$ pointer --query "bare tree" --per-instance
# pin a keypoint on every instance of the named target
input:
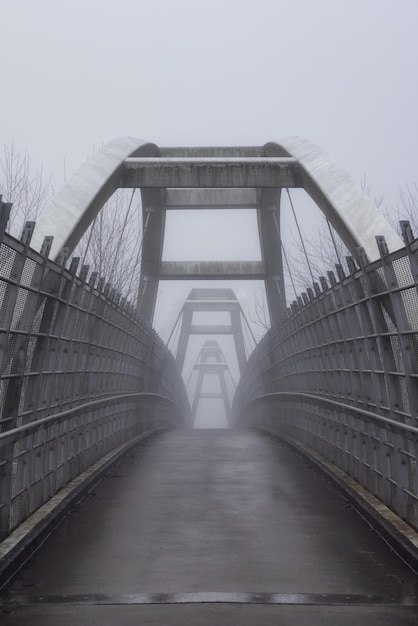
(26, 187)
(113, 243)
(407, 209)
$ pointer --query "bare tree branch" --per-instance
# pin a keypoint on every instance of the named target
(26, 188)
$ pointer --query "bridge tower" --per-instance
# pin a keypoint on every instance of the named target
(211, 301)
(209, 364)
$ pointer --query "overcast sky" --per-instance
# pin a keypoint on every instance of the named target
(341, 73)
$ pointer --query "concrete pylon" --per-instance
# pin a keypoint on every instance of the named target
(211, 362)
(210, 300)
(173, 178)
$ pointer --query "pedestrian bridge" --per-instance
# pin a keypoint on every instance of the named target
(305, 510)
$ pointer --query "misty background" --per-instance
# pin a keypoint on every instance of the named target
(75, 75)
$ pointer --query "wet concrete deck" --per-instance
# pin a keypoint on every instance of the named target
(190, 515)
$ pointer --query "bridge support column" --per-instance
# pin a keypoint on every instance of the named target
(153, 220)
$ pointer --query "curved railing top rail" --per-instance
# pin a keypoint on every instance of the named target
(396, 426)
(14, 434)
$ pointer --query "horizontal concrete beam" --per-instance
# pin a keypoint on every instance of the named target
(211, 368)
(211, 198)
(211, 330)
(211, 395)
(211, 305)
(211, 151)
(208, 270)
(210, 172)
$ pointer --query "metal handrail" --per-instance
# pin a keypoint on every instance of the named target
(11, 435)
(341, 405)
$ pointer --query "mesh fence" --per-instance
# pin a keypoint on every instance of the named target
(340, 374)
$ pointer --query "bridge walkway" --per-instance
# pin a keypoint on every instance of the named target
(204, 527)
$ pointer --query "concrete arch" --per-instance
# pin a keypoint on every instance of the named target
(294, 162)
(75, 206)
(353, 215)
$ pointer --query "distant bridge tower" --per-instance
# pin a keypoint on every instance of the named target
(196, 178)
(211, 363)
(209, 301)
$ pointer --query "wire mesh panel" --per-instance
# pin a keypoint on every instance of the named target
(80, 374)
(340, 374)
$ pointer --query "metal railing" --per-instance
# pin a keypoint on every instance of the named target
(340, 374)
(80, 374)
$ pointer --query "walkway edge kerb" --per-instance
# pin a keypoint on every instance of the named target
(23, 542)
(399, 535)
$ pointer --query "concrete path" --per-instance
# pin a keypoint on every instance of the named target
(213, 527)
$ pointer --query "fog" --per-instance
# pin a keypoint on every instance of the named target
(226, 72)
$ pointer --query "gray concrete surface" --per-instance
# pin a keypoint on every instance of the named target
(212, 511)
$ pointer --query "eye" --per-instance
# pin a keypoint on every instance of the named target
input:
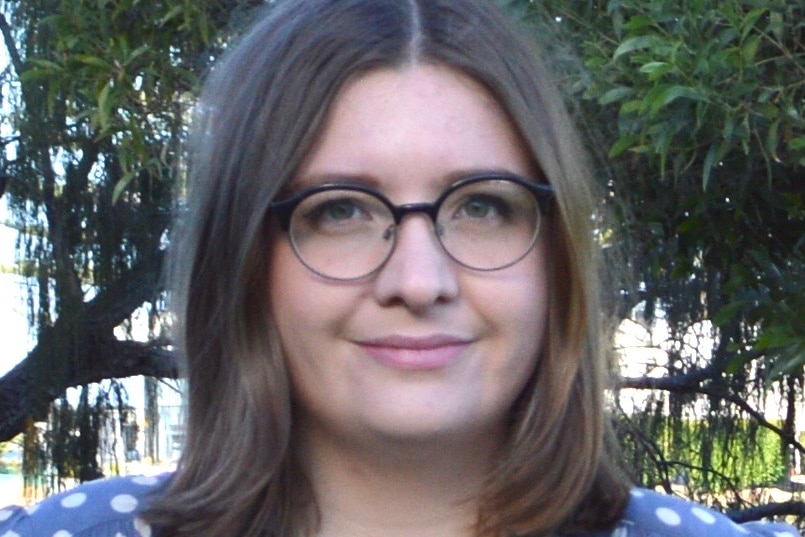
(483, 206)
(338, 210)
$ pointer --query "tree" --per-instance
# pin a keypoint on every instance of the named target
(698, 106)
(97, 95)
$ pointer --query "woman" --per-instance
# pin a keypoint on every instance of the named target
(387, 289)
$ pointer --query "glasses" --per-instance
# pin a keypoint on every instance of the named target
(347, 232)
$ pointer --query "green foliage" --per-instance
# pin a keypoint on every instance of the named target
(117, 66)
(701, 105)
(725, 455)
(98, 95)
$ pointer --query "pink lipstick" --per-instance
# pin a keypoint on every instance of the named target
(415, 353)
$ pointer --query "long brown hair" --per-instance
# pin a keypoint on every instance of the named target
(259, 112)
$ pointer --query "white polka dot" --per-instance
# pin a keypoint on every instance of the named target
(619, 532)
(142, 527)
(668, 516)
(704, 515)
(145, 480)
(73, 500)
(124, 503)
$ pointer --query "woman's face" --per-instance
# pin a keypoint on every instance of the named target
(423, 348)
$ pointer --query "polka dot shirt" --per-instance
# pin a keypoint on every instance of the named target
(108, 508)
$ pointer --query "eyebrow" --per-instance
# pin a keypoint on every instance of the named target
(298, 184)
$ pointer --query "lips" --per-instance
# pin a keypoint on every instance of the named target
(415, 353)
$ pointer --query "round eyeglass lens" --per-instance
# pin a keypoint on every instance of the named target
(489, 225)
(342, 234)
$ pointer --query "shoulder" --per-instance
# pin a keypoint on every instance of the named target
(103, 508)
(652, 514)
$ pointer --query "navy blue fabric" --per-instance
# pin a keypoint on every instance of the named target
(108, 508)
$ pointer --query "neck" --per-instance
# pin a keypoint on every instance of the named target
(396, 488)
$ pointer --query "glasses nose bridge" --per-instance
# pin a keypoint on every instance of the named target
(399, 212)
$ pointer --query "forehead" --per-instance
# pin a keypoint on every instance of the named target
(424, 121)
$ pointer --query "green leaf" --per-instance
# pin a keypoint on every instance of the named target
(776, 24)
(122, 184)
(638, 22)
(635, 43)
(748, 24)
(709, 161)
(669, 95)
(750, 48)
(772, 139)
(615, 94)
(622, 144)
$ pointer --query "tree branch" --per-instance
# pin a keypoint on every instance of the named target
(27, 390)
(758, 512)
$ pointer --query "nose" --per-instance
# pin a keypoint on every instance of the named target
(419, 274)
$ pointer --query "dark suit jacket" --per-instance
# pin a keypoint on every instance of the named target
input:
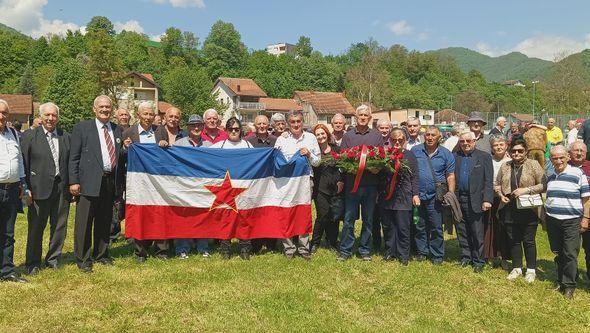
(86, 165)
(481, 182)
(39, 164)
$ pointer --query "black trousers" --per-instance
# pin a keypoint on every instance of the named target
(324, 222)
(521, 235)
(470, 233)
(93, 220)
(564, 239)
(397, 224)
(55, 208)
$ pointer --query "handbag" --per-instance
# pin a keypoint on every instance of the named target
(441, 187)
(527, 201)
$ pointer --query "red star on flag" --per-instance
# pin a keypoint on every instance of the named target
(225, 193)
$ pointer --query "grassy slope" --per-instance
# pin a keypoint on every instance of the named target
(270, 293)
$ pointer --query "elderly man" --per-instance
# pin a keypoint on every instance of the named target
(413, 128)
(46, 152)
(554, 134)
(567, 211)
(144, 132)
(498, 130)
(437, 167)
(338, 128)
(262, 139)
(474, 187)
(366, 195)
(123, 118)
(297, 140)
(12, 186)
(572, 133)
(93, 167)
(212, 132)
(577, 155)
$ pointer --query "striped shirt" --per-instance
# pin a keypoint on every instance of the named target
(565, 192)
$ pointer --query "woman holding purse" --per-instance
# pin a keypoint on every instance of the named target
(523, 180)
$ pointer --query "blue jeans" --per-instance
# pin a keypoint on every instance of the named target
(186, 245)
(429, 230)
(365, 197)
(9, 204)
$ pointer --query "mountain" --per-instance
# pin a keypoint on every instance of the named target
(512, 66)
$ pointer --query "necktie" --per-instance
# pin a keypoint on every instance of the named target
(110, 146)
(53, 152)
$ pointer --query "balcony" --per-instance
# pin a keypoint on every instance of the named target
(249, 106)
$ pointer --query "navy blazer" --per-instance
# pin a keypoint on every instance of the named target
(86, 165)
(481, 182)
(39, 164)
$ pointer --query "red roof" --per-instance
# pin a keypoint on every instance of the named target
(19, 104)
(280, 104)
(242, 87)
(325, 102)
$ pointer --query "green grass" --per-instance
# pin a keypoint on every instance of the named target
(271, 294)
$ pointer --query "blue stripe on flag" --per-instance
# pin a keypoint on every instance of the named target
(252, 163)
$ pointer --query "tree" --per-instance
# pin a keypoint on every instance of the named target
(303, 47)
(100, 23)
(223, 50)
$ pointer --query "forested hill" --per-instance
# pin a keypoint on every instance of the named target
(512, 66)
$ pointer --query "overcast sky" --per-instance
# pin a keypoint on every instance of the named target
(539, 28)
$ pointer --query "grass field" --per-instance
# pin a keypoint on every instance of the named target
(271, 294)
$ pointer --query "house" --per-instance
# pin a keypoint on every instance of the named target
(319, 107)
(281, 48)
(21, 108)
(137, 88)
(241, 98)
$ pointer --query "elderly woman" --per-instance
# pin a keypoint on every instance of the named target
(397, 210)
(494, 239)
(234, 130)
(519, 177)
(328, 185)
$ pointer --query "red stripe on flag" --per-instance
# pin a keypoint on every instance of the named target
(167, 222)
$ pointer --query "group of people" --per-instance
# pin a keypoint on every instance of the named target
(487, 186)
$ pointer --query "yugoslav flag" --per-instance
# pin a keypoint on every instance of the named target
(186, 192)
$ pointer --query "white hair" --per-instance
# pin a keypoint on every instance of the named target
(43, 107)
(213, 111)
(363, 107)
(5, 103)
(98, 98)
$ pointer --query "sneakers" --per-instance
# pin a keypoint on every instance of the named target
(515, 273)
(530, 276)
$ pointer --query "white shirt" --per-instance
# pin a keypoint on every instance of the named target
(228, 144)
(145, 136)
(55, 141)
(289, 146)
(106, 159)
(11, 162)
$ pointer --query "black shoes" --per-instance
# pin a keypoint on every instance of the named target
(12, 277)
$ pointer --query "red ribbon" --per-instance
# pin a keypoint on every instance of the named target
(361, 170)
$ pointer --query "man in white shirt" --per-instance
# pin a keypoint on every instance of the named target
(296, 140)
(12, 186)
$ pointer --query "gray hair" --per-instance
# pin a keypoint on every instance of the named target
(43, 107)
(145, 105)
(5, 103)
(98, 98)
(277, 117)
(363, 107)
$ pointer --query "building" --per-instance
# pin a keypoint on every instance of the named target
(240, 97)
(137, 88)
(281, 48)
(21, 108)
(320, 107)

━━━━━━━━━━━━━━━━━━━━

#### AIM OF THE EXERCISE
Filter the listing above down to the lines that contain the word "concrete", matching case exactly, and copy each of those lines.

#### RESULT BELOW
$ pointer --query "concrete pylon" --per-instance
$ pointer --query "wet concrete deck" --per-instance
$ pointer --query "horizontal concrete beam" --per-instance
$ pointer --query "concrete arch" --per-instance
$ pointer --query "concrete path" --per-instance
$ pointer --query "gray concrete surface" --per-instance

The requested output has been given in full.